◆ Exercise inputs

......

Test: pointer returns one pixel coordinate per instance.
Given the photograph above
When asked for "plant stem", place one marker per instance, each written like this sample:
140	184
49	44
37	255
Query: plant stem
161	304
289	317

......

Rescale every answer coordinate in all of the lines above by a factor of 0.5, rounding each result to a whole number with halves going up, and write out all the lines again, requests included. Keep the numbers in the requests and in their format samples unchanged.

◆ Complete response
Test: pointer returns one pixel coordinate per instance.
Given the photograph above
When asked for "plant stem", place one marker per instance, each written like this sample:
140	184
49	44
37	255
Query: plant stem
81	152
145	159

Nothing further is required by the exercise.